STATED TASK A. Translate this sentence from the forum thread into Spanish: "I don't think I could ever go back to cartridge shaving."

GIVEN PASSAGE.
# BeeSource on iPhone/iPod Touch



## NorthALABeeKeep (Nov 10, 2004)

I noticed B&B beside Beesource. Are you the person who posted this website about 3 or 4 months ago? If so thanks, I have really enjoyed that website and wet shaving as a whole. I don't think I could ever go back to cartridge shaving.


----------



## Beaches' Bee-Haven Apiary (May 22, 2007)

NorthALABeeKeep said:


> I noticed B&B beside Beesource. Are you the person who posted this website about 3 or 4 months ago? If so thanks, I have really enjoyed that website and wet shaving as a whole. I don't think I could ever go back to cartridge shaving.


Yeah, I think I did post B&B on here a while back, Its been a while since I've had time to post. It's been fun surfing B&B, I went to wet shaving from an electric razor and in a pinch I shaved with that electric a while back (after using my DE for quite a while), afterwards my face just felt incomplete and awfull, quite frankly!

-Nathanael


----------



## Nate (Dec 16, 2007)

*sweet*

straightrazorplace is a good site also, it got me into straights. Glad to see some other fellows here that shave that way.


----------



## magnet-man (Jul 10, 2004)

What is B&B????


----------



## magnet-man (Jul 10, 2004)

I found it! Badger & Blades! Good gracius there is even a forum about shaving. and I thought I was strange.

http://wiki.badgerandblade.com/index.php/List_of_B&B_Shaving_Products


----------



## Ben Brewcat (Oct 27, 2004)

If I could give up the face fur I think it'd be with a real razor.


----------



## berkshire bee (Jan 28, 2007)

the only phobia I can think of that I have is fear of shaving with a razor. I can only use electric and even that gives me the creeps on my neck sometimes. If there is such a thing as past lives, I must have had my throat cut in one of them. Is there a name for fear of shaving?


----------



## Oldbee (Sep 25, 2006)

"Is there a word for fear of shaving".-berkshire bee.

There must be one somewhere, lol., there's one for just about everything else. You could 'make one up' or look up the Latin for razors or shaving [RAZ,.RAS {rasp}] and put one together.

For those that don't have 'VERBOPHOBIA' [fear of words], I found 'XYROPBOBIA', or fear of razors. I can see how that can develop when growing up and you ever have to use a razor sometime.

Here's a 'made up' one: 'Apiocustophobia' ---fear of beekeepers.


----------



## sc-bee (May 10, 2005)

Nathan when did you start shaving.


----------



## Hobie (Jun 1, 2006)

STATED TASK B. In the records, reproduce the lines from the one containing "For the benchmark, mark every instance of the suit" up to and including the one containing "[[126, 114]]".

Records from a data source.
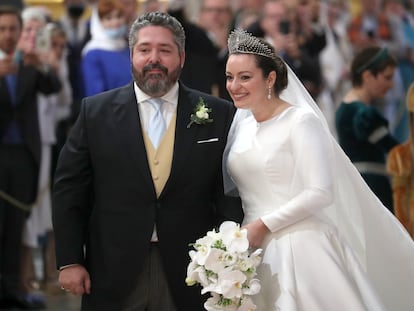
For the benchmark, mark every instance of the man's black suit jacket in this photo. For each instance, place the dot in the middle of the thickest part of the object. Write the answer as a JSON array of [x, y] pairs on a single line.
[[104, 196]]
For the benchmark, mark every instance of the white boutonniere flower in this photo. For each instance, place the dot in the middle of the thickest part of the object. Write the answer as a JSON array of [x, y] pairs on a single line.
[[222, 264], [201, 114]]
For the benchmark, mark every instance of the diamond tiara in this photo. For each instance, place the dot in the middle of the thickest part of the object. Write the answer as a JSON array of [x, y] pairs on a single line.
[[240, 41]]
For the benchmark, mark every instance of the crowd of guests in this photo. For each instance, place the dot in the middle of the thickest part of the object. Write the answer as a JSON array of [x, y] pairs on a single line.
[[59, 61]]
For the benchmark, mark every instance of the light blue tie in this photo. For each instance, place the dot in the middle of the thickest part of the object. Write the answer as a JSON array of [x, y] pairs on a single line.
[[157, 126]]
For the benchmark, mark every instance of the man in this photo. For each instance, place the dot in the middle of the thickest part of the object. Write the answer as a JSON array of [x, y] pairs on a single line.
[[133, 204], [22, 75]]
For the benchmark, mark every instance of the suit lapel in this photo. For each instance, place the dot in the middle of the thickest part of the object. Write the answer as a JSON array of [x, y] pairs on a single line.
[[126, 114]]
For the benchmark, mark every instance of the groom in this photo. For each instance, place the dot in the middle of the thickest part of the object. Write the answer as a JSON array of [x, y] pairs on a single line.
[[126, 204]]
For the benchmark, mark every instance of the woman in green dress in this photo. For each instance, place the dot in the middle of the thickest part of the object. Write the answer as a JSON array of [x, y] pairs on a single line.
[[362, 130]]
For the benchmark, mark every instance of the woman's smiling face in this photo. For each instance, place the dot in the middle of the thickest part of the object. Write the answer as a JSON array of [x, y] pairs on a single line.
[[245, 82]]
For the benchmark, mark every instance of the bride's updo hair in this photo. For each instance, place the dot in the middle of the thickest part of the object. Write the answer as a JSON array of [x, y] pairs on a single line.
[[267, 65]]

FINAL RESULT A. No creo que pudiera volver jamás al afeitado con cartuchos.

FINAL RESULT B.
For the benchmark, mark every instance of the suit lapel in this photo. For each instance, place the dot in the middle of the thickest part of the object. Write the answer as a JSON array of [x, y] pairs on a single line.
[[126, 114]]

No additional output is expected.